[Saved entries]
++++++++++++++++++++

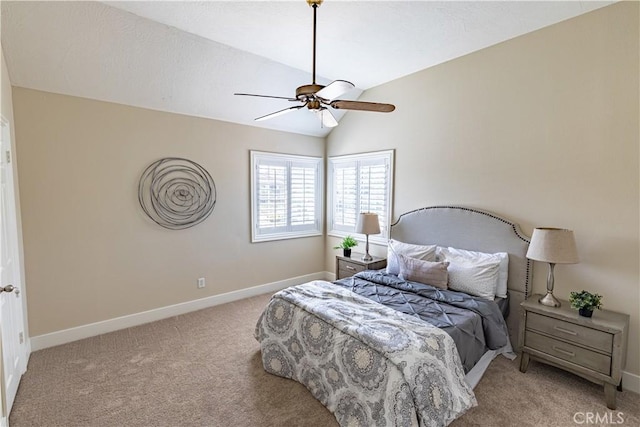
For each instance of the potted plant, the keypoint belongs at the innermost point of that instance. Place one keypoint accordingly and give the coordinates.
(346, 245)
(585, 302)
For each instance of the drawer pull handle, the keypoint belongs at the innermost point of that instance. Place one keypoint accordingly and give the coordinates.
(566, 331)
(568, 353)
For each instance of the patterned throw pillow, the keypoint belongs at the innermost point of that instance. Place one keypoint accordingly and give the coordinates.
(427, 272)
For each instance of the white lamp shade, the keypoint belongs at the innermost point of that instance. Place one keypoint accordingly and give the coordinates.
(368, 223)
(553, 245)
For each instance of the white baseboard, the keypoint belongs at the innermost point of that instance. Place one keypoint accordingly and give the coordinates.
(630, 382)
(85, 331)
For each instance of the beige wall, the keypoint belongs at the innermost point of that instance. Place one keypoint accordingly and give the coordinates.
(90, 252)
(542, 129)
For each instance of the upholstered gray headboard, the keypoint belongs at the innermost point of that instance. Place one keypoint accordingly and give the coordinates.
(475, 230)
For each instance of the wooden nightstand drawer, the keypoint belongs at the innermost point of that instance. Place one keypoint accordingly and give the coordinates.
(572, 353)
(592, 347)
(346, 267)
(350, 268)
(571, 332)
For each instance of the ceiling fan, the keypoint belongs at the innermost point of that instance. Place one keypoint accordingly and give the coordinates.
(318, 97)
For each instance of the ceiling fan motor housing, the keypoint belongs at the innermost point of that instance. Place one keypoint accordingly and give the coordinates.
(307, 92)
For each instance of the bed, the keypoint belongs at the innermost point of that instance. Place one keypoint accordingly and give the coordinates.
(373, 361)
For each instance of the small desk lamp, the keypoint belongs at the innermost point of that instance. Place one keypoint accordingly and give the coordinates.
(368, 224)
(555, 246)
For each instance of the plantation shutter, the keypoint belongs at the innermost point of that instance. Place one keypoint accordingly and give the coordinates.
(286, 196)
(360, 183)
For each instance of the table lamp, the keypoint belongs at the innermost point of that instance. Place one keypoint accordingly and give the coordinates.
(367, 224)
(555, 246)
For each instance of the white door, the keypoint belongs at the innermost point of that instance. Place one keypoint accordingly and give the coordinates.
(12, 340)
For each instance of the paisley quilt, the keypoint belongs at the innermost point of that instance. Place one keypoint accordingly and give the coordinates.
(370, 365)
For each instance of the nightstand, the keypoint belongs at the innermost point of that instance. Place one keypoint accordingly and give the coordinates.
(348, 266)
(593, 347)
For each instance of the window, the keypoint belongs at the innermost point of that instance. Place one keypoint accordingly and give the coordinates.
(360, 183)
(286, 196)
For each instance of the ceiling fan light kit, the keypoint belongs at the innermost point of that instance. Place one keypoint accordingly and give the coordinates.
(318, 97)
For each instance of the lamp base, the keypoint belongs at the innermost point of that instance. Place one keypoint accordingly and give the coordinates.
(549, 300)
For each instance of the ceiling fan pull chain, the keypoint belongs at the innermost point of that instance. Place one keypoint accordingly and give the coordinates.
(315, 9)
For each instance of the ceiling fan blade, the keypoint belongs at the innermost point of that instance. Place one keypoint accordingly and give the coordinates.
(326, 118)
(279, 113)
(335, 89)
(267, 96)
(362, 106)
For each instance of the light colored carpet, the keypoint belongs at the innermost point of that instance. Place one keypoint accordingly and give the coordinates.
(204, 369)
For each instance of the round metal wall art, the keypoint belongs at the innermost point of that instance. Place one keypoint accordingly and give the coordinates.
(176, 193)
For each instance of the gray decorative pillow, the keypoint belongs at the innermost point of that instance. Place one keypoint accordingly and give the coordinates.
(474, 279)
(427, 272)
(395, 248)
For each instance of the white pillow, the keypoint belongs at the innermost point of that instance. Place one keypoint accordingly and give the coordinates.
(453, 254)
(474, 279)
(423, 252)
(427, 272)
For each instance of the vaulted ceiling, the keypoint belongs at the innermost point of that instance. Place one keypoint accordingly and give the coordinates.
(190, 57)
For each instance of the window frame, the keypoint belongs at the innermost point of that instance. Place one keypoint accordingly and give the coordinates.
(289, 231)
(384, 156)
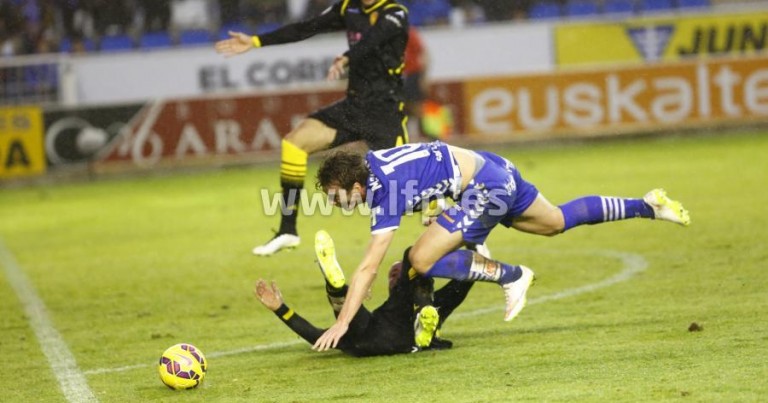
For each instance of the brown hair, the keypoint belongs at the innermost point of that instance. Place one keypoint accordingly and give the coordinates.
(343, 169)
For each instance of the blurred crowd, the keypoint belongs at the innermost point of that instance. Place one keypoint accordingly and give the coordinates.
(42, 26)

++++++++++++++++++++

What the task asks → Substitute "centermost point" for every occurrence of "innermost point" and write out all of the entries again, leaving everything else unchanged. Omit the pictures from your answer.

Answer to this problem →
For each instance of the potted plant, the keypoint belongs at the centermost point of that instance. Place one keypoint accordingly and give the coordinates.
(346, 245)
(585, 302)
For each instance of the drawer pull handle, the keypoint belongs at the centermost point of that instance. Place one keypoint accordingly and give the coordinates.
(566, 331)
(568, 353)
For each instance of the patterned throw pillow, the keypoint belongs at the centermost point of that instance. Place one keypoint accordingly and give the coordinates.
(427, 272)
For each instance of the white lamp shade, the keypoint belongs at the centermost point of that instance. Place one keypoint accordingly and give the coordinates.
(368, 223)
(553, 245)
For each instance of the white baseboard, the keypoint belongs at the centermost point of that instance. Place one keypoint accordingly and give the coordinates.
(630, 382)
(85, 331)
For each instance of the beige wall, the keypoint belongs at the centermost point of that instance. Place one keypoint accordingly and give the coordinates.
(90, 252)
(542, 129)
For each instance of the upholstered gray headboard, the keypoint belongs at the centermost point of that instance. Place one keypoint accordingly and give the coordinates.
(475, 230)
For each instance of the wooden nightstand drawer, the keypoint belongs at the centermost point of that instance. Place one keypoint accordingly and give the coordinates.
(572, 353)
(592, 347)
(346, 267)
(350, 268)
(571, 332)
For each instance of the ceiling fan, the keypoint belongs at the centermost point of that instance. Place one keypoint accordingly and give the coordinates.
(318, 97)
For each instance of the ceiling fan motor housing, the keypoint belongs at the centermost point of that instance. Place one keypoint accordingly and give the coordinates.
(307, 92)
For each instance of the bed, the keypoint belongs at the centermost point of that instance. Place one keypoint accordingly and give the coordinates.
(373, 361)
For each instance of the small desk lamp, the keypoint belongs at the centermost point of that instance. Place one keypoint accordingly and give the coordinates.
(368, 224)
(555, 246)
For each instance of the plantation shutter, the keypoint belongs at the centermost point of that instance. Place one keypoint accordingly and give the coordinates.
(286, 196)
(360, 183)
For each instance of the table lamp, the keypoint belongs at the centermost point of that instance. Place one keypoint accordingly and give the coordinates.
(367, 224)
(555, 246)
For each instance of the white door, the keypoint belongs at the centermost point of that instance. Place one keypoint accordingly and give the coordinates.
(12, 340)
For each instance of the paisley quilt, the keypoint belongs at the centermost point of that instance. Place one keypoint accordingly and give the coordinates.
(370, 365)
For each instance of the nightstand, the keypoint belongs at the centermost point of that instance. Place one keypoint accordingly and give the coordinates.
(348, 266)
(593, 347)
For each instance of the window, the keypoint belongs at the centermost point of that instance. Place one keypoint accordingly and give the coordinates.
(360, 183)
(286, 196)
For each instance of the ceiling fan light kit, the keypoint belongs at the centermost point of that instance. Place one keypoint accordingly and give the coordinates.
(318, 97)
For each instance of the lamp base, the keypoint belongs at the centermost point of that instance. Place one keypoint accordingly and give the coordinates.
(549, 300)
For each instance of the ceiling fan pull chain, the keypoint belongs at the centermost point of that instance. Place one keypoint accordingly and give the coordinates.
(315, 9)
For each instance of the ceiling fan blade, the keypoint belongs at the centermost point of that instance. Place one keypoint accordingly and give the coordinates.
(326, 118)
(279, 113)
(335, 89)
(267, 96)
(362, 106)
For each instance of the light colored carpet, the keypoint belongs at the centermost point of that instance. Place one keypoint accordingly and give the coordinates.
(204, 369)
For each instance of the round metal wall art, the keypoint belongs at the centermost point of that instance. Place one keypoint accordingly and give the coordinates.
(176, 193)
For each instance of the gray decorative pillow, the keypoint belongs at the centermost point of that instance. Place one keypoint accordingly and give the coordinates.
(474, 279)
(427, 272)
(395, 248)
For each instance of the white pillow, the keypoint belongs at the centermost point of that instance. Place one keypoint accordingly and give the coordinates.
(453, 254)
(474, 279)
(423, 252)
(427, 272)
For each instance of the vaulted ceiling, the keypoint belongs at the centermost point of that instance. Place one keypoint accordingly and give the coordinates.
(190, 57)
For each instance of the window frame, the keypoint belongs at the centermost point of that instance. Place one keypoint accordingly and give the coordinates.
(289, 231)
(384, 156)
For each instance of the brown hair, the keypoint belongs at the centermost point of that instance. Place one keypoint accordingly and give the coordinates.
(343, 169)
For each instance of the blurred crowd, the keypoint belongs at the centermost point of that instance. Place one keypoint accordingly and give the coordinates.
(42, 26)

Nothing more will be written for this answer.